+++ Data for this exercise

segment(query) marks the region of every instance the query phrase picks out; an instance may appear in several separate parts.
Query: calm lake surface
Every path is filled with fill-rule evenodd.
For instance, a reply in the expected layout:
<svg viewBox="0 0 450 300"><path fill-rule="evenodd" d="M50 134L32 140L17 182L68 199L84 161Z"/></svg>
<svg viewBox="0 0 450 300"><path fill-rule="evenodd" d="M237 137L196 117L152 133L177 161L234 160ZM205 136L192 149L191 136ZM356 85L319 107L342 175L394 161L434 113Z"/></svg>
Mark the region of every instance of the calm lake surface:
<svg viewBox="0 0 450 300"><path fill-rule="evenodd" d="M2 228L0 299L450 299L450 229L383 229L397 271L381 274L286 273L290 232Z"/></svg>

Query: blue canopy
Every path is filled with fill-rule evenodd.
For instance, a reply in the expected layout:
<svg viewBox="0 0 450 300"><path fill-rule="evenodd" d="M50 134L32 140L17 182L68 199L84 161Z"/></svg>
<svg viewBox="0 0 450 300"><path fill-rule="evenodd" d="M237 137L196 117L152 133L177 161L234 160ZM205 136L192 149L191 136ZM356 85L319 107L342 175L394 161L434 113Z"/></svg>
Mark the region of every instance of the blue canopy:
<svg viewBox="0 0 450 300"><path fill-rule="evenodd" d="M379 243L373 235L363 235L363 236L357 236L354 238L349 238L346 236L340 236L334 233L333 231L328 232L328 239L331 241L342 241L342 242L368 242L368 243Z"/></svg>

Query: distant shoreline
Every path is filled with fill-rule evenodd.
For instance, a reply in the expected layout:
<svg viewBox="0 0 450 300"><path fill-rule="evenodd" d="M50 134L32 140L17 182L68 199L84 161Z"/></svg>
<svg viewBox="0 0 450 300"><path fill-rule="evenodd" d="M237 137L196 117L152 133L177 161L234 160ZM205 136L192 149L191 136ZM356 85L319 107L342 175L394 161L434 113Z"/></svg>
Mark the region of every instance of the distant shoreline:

++++++

= Problem to solve =
Each line above that contains "distant" must be copied out.

= Written response =
Query: distant shoreline
Mark the region of every instance of the distant shoreline:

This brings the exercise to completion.